[AIM OF THE TASK]: Take the data starting at the line containing "Exercise. Tag every instance of the green" and ending at the line containing "Exercise. Tag every instance of the road". Change "single point" to "lone point" throughout, leave everything else unchanged, and give back only those lines.

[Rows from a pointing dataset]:

[BEGIN]

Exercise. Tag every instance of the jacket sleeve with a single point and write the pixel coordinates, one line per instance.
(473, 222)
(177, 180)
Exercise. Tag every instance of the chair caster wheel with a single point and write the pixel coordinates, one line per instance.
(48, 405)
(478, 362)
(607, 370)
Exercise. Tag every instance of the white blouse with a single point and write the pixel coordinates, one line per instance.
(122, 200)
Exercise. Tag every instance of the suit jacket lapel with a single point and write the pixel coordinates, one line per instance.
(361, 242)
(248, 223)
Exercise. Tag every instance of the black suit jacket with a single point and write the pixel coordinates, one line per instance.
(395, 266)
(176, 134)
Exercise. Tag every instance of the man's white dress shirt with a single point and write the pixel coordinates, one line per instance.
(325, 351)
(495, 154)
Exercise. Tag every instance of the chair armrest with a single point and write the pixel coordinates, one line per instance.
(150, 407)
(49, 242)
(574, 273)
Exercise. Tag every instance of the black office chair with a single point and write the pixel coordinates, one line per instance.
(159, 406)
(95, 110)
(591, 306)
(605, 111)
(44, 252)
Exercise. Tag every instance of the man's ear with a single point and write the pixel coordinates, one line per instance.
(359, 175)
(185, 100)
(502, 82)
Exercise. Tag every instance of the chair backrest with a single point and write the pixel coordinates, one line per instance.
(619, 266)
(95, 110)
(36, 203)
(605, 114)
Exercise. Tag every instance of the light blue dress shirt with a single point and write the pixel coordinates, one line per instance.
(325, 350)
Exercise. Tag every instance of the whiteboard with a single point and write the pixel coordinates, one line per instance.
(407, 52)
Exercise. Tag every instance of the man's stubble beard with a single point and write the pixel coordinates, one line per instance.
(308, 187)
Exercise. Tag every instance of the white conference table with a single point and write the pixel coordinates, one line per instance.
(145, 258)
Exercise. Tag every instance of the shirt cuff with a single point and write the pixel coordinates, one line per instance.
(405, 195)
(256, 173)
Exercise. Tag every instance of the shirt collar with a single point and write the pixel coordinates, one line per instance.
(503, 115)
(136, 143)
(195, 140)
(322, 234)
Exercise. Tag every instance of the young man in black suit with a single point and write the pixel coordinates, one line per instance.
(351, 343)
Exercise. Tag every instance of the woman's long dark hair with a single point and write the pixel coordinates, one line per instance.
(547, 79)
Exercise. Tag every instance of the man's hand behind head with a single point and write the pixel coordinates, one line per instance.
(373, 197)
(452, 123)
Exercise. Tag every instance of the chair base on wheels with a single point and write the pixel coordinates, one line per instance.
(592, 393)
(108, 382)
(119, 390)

[END]
[BEGIN]

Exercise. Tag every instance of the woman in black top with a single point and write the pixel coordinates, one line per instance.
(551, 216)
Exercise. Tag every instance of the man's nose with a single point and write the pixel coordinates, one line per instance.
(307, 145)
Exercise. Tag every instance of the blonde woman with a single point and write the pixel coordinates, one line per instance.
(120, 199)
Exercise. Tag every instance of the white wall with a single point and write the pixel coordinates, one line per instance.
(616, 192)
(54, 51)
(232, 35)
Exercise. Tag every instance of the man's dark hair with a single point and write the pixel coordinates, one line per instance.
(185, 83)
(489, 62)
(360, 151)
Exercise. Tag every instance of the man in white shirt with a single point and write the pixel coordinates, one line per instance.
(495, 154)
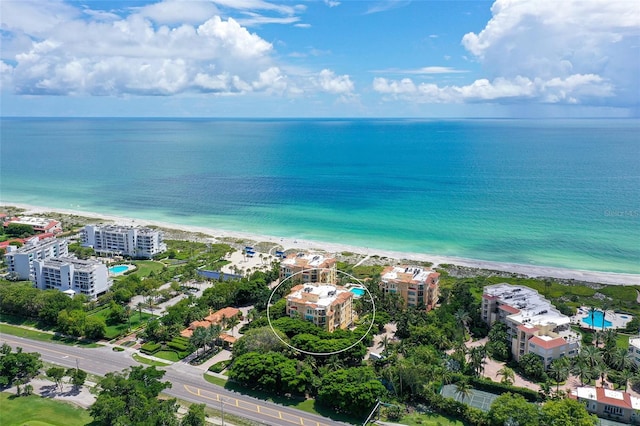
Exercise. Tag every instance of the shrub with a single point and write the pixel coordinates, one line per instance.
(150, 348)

[END]
[BEGIN]

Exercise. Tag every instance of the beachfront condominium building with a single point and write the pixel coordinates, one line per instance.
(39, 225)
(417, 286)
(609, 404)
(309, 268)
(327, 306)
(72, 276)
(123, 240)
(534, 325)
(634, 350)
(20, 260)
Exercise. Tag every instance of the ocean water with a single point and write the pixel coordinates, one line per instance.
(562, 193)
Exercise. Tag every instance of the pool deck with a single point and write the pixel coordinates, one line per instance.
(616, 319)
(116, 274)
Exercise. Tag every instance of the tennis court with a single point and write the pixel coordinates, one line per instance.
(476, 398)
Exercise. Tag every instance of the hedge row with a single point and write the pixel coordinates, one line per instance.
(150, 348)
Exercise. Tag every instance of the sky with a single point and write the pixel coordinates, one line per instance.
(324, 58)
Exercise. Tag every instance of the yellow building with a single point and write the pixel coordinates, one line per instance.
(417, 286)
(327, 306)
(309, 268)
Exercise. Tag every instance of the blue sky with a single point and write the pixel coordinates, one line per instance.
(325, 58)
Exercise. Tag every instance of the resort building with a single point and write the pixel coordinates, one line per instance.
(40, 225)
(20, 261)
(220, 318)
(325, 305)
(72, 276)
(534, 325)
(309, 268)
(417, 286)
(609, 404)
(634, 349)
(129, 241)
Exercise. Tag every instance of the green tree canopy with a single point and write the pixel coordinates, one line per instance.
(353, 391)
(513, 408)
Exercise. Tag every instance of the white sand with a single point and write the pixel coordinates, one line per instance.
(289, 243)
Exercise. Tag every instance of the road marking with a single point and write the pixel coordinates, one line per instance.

[END]

[SOLUTION FOR THIS EXERCISE]:
Exercise. Tag every instance of the green tree canopy with a lone point and write the pixel coordinates, one line per instance.
(353, 391)
(513, 408)
Exercise. Tag every instance of the white sand with a lone point and write the pixel coordinates, one line per instance.
(289, 243)
Exercise. Tag every instance of the road marking with a lone point and write the pixel coordinates, one line per instance.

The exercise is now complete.